* [CONSIGNE 1]
Indiquez si chacune des affirmations suivantes concorde avec le texte sur Super Nanny, en répondant par oui ou par non et en citant mot pour mot le passage du texte qui le montre. (a) Super Nanny a été créée en France par M6. (b) NT1 diffuse l'émission à partir de 2013. (c) La super Nanny de NT1 s'appelle Sylvie.
* [CONSIGNE 2]
Extrayez du texte sur Super Nanny tout le passage qui va de « Que la famille » jusqu'à « partir de 2013. », sans y changer un mot.

* [EXTRAIT DU TEXTE]

********************

Que la famille soit « chouchoutée » par la télévision n’a rien d’étonnant. N’est-elle pas le lieu de prédilection de la consommation quotidienne ? Sur le petit écran l’alliance diffuseurs, producteurs, annonceurs face à l’entité « famille » se décline de multiples façons : publicités, séries, jeux, téléréalité, etc. Arrêtons-nous, l’espace d’un article, sur Super Nanny, émission de téléréalité créée et diffusée au Royaume-Uni, dont le concept a été repris et adapté en France par M6 en 2004 puis par NT1 pour y être diffusée à partir de 2013.
Sylvie, la super Nanny de NT1 vient au secours de parents en difficultés dans leur fonction parentale et prétend aider la famille à se reconstruire autour des règles qu’elle va proposer.

********************

[Extrait du jeu de données]
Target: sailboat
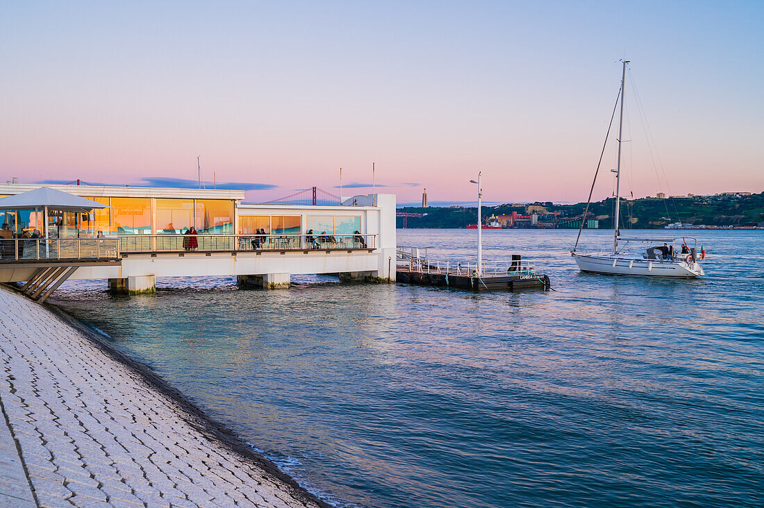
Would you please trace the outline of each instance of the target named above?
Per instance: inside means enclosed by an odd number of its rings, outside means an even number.
[[[680,238],[637,238],[622,237],[619,228],[620,209],[620,167],[621,141],[623,134],[623,99],[626,91],[626,69],[628,60],[623,61],[623,73],[621,78],[620,92],[620,119],[618,127],[618,162],[613,172],[616,173],[615,214],[613,222],[613,251],[601,254],[582,254],[576,251],[578,240],[584,228],[586,214],[591,202],[591,191],[586,203],[586,210],[581,219],[578,238],[571,255],[582,272],[606,275],[637,275],[662,277],[699,277],[705,275],[703,267],[698,263],[698,241],[688,237]],[[615,114],[615,110],[613,112]],[[612,124],[612,119],[611,119]],[[610,129],[608,129],[608,131]],[[606,138],[607,144],[607,138]],[[604,147],[603,147],[604,153]],[[600,162],[602,158],[601,156]],[[597,166],[597,173],[599,166]],[[597,174],[594,175],[594,180]],[[592,183],[592,190],[594,185]],[[657,245],[656,245],[657,244]],[[692,246],[690,246],[692,244]],[[636,245],[639,248],[633,249]],[[631,253],[630,253],[630,251]]]

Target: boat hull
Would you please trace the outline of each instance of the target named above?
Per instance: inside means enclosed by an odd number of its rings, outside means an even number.
[[[578,269],[588,273],[602,275],[633,275],[640,277],[703,277],[703,267],[697,261],[659,260],[615,255],[584,255],[574,254]]]

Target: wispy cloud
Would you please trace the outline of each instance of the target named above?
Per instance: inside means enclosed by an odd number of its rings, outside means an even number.
[[[421,185],[421,183],[396,183],[396,184],[385,184],[385,183],[377,183],[376,186],[377,187],[415,187],[416,186]],[[351,182],[350,183],[343,183],[343,189],[371,189],[373,186],[371,183],[361,183],[360,182]],[[339,189],[338,185],[335,185],[334,189]]]
[[[465,208],[478,208],[477,201],[430,201],[429,202],[430,206],[464,206]],[[498,201],[484,201],[484,206],[495,206],[497,205],[501,205],[502,203]],[[400,202],[397,205],[398,208],[404,207],[419,207],[422,205],[421,201],[409,201],[406,202]]]
[[[40,184],[67,184],[73,183],[72,180],[40,180],[35,183]],[[102,182],[80,182],[83,185],[94,186],[122,186],[124,184],[104,183]],[[186,180],[183,178],[165,178],[160,176],[144,176],[138,179],[138,183],[131,183],[134,187],[170,187],[171,189],[196,189],[199,186],[196,180]],[[232,189],[235,190],[270,190],[277,189],[279,186],[270,183],[254,183],[251,182],[212,182],[202,181],[202,186],[205,189],[212,189],[215,186],[217,189]]]

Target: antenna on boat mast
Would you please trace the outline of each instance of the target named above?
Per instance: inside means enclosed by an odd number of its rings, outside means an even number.
[[[613,253],[618,254],[618,226],[619,226],[619,210],[620,209],[620,150],[621,138],[623,137],[623,101],[626,99],[626,66],[629,60],[623,60],[623,75],[621,77],[621,111],[620,119],[618,123],[618,164],[616,167],[616,212],[615,220],[613,223],[613,230],[615,231],[615,239],[613,244]]]

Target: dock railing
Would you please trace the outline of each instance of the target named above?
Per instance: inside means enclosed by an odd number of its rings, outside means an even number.
[[[431,259],[427,249],[422,248],[399,247],[397,249],[398,270],[410,272],[471,276],[478,272],[477,262],[455,260]],[[484,277],[500,277],[507,274],[533,275],[536,267],[523,260],[519,254],[509,259],[483,261],[481,272]]]
[[[376,235],[120,235],[120,251],[240,252],[359,251],[376,248]]]
[[[114,260],[119,257],[119,240],[116,238],[0,239],[0,263]]]
[[[0,263],[113,260],[124,254],[363,251],[376,235],[130,235],[81,238],[0,238]]]

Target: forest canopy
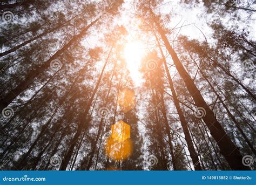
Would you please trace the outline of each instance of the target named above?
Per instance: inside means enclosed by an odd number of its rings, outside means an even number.
[[[1,170],[255,170],[255,12],[2,1]]]

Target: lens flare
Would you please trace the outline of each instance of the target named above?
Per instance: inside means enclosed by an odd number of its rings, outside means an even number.
[[[133,91],[125,89],[118,94],[117,101],[122,111],[127,112],[135,107],[135,95]]]

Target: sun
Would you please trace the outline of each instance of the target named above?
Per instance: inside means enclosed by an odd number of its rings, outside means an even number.
[[[141,81],[139,69],[144,53],[143,45],[138,41],[130,40],[126,44],[124,52],[131,77],[136,85],[139,85]]]

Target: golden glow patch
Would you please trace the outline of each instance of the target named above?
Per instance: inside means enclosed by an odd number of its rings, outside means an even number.
[[[105,152],[111,159],[117,161],[126,159],[132,153],[132,142],[130,139],[122,142],[109,138],[107,140]]]
[[[111,137],[119,142],[129,139],[131,134],[131,127],[123,121],[119,121],[111,126]]]

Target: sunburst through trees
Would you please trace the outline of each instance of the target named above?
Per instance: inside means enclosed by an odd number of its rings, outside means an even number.
[[[251,1],[0,8],[1,169],[255,169]]]

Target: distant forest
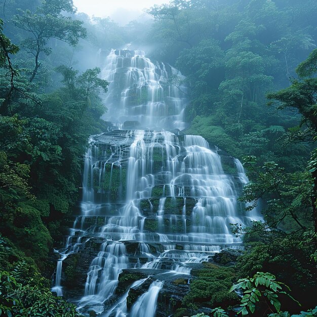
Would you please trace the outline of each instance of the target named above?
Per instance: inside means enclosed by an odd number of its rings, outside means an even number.
[[[72,0],[0,1],[0,315],[80,315],[50,290],[53,248],[89,137],[107,129],[101,68],[129,44],[185,76],[167,83],[188,88],[183,132],[243,163],[239,199],[265,220],[233,224],[244,252],[206,263],[173,316],[317,316],[317,2],[174,0],[146,13],[121,27]]]

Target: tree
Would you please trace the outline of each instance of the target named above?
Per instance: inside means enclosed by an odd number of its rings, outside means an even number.
[[[14,68],[10,54],[15,54],[19,52],[19,48],[16,45],[13,44],[11,41],[3,33],[3,21],[0,19],[0,68],[4,69],[5,73],[2,75],[6,81],[7,78],[9,78],[10,89],[6,94],[4,100],[2,102],[0,107],[0,113],[6,113],[8,108],[10,106],[10,99],[14,89],[13,83],[14,77],[17,75],[17,72]]]
[[[75,12],[72,0],[44,0],[35,12],[21,9],[18,11],[19,14],[14,16],[13,22],[16,26],[31,35],[20,44],[34,57],[30,82],[33,81],[41,67],[41,53],[48,56],[52,52],[51,48],[48,46],[50,39],[55,38],[74,46],[80,38],[86,36],[82,21],[72,20],[62,14],[63,12]]]
[[[286,89],[267,94],[269,105],[275,105],[278,110],[289,109],[300,115],[300,127],[307,128],[304,131],[305,140],[311,142],[317,140],[317,78],[311,77],[317,72],[316,65],[317,49],[315,49],[296,68],[299,80],[293,80],[291,86]],[[315,231],[317,232],[316,152],[315,149],[312,152],[308,166],[313,180],[311,201]]]

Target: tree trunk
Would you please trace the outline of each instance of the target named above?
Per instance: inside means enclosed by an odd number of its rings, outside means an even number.
[[[311,196],[312,205],[312,220],[313,221],[315,233],[317,233],[317,170],[311,174],[313,178],[313,189]]]

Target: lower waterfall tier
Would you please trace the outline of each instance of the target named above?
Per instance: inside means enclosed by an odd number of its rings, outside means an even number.
[[[237,201],[247,182],[238,160],[199,136],[115,130],[92,137],[83,200],[54,290],[86,313],[170,315],[157,311],[162,294],[181,300],[188,285],[175,281],[188,281],[222,249],[241,248],[231,224],[261,220]]]

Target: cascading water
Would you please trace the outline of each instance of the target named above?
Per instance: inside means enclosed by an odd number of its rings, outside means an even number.
[[[53,290],[66,290],[86,313],[154,317],[167,281],[188,279],[222,249],[239,248],[230,224],[261,218],[237,202],[248,181],[239,160],[201,136],[163,130],[185,127],[186,98],[169,84],[180,76],[176,70],[143,52],[113,50],[103,73],[111,82],[105,118],[124,129],[91,138],[81,214],[60,252]],[[63,278],[68,267],[86,270],[76,292]]]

********************

* [CORRIGÉ 1]
(a) Non : « émission de téléréalité créée et diffusée au Royaume-Uni, dont le concept a été repris et adapté en France par M6 en 2004 »
(b) Oui : « puis par NT1 pour y être diffusée à partir de 2013 »
(c) Oui : « Sylvie, la super Nanny de NT1 »

* [CORRIGÉ 2]
Que la famille soit « chouchoutée » par la télévision n’a rien d’étonnant. N’est-elle pas le lieu de prédilection de la consommation quotidienne ? Sur le petit écran l’alliance diffuseurs, producteurs, annonceurs face à l’entité « famille » se décline de multiples façons : publicités, séries, jeux, téléréalité, etc. Arrêtons-nous, l’espace d’un article, sur Super Nanny, émission de téléréalité créée et diffusée au Royaume-Uni, dont le concept a été repris et adapté en France par M6 en 2004 puis par NT1 pour y être diffusée à partir de 2013.